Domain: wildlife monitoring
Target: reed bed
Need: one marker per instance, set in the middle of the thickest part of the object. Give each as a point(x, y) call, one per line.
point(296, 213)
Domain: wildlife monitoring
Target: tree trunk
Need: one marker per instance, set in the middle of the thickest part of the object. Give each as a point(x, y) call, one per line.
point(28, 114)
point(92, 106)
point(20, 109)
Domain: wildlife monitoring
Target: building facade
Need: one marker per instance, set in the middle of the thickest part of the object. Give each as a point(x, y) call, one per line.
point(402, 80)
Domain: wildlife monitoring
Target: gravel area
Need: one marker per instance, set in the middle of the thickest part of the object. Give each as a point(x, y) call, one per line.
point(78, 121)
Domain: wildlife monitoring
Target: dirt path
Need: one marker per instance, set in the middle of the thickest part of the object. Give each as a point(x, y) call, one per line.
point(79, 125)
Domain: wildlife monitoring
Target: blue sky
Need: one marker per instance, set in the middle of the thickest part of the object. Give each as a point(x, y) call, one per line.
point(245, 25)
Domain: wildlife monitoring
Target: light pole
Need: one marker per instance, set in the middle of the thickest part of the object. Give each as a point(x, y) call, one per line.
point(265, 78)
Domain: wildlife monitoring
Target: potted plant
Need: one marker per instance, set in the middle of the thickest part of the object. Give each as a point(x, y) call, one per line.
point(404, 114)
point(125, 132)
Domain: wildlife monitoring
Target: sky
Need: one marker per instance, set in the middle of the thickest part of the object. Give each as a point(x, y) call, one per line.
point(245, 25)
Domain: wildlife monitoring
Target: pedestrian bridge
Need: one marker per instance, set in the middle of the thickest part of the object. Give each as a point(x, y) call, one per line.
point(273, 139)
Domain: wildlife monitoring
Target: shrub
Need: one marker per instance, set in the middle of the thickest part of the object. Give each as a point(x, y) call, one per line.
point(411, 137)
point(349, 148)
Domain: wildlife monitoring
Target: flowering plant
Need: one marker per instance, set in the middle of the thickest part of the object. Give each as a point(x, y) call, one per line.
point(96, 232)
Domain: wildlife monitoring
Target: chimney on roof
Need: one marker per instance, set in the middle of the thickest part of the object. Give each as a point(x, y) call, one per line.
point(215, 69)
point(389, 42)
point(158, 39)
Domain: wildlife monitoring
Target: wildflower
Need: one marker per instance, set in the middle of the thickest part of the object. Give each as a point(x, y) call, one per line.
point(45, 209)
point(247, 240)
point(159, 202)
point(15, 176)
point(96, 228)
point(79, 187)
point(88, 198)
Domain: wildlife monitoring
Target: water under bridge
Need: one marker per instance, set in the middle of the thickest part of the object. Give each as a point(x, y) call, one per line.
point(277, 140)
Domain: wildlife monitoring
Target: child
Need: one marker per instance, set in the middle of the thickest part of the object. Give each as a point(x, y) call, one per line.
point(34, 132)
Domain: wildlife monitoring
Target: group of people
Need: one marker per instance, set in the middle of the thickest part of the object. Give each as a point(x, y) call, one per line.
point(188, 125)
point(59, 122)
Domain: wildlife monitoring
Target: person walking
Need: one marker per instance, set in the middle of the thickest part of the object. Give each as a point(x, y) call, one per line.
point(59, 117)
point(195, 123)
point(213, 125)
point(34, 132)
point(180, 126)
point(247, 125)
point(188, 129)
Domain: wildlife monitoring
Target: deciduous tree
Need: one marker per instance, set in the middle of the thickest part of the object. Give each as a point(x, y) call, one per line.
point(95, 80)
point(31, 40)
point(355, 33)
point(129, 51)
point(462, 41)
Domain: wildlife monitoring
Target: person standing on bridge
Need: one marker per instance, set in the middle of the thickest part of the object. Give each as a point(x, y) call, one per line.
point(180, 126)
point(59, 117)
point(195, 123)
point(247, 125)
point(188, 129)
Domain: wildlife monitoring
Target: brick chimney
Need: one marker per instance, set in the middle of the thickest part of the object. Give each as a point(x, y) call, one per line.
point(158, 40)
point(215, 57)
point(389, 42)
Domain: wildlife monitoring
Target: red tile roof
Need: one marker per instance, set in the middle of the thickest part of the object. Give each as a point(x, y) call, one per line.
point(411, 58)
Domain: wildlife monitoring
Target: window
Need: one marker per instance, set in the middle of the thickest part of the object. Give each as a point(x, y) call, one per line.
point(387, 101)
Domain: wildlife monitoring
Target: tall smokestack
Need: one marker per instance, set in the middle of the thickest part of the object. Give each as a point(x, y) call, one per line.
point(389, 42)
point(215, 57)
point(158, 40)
==========
▶ _Work order_: Check each line of the listing for "roof", and copy the ones that hold it.

▶ _Exercise answer_:
Target: chimney on roof
Target: red tile roof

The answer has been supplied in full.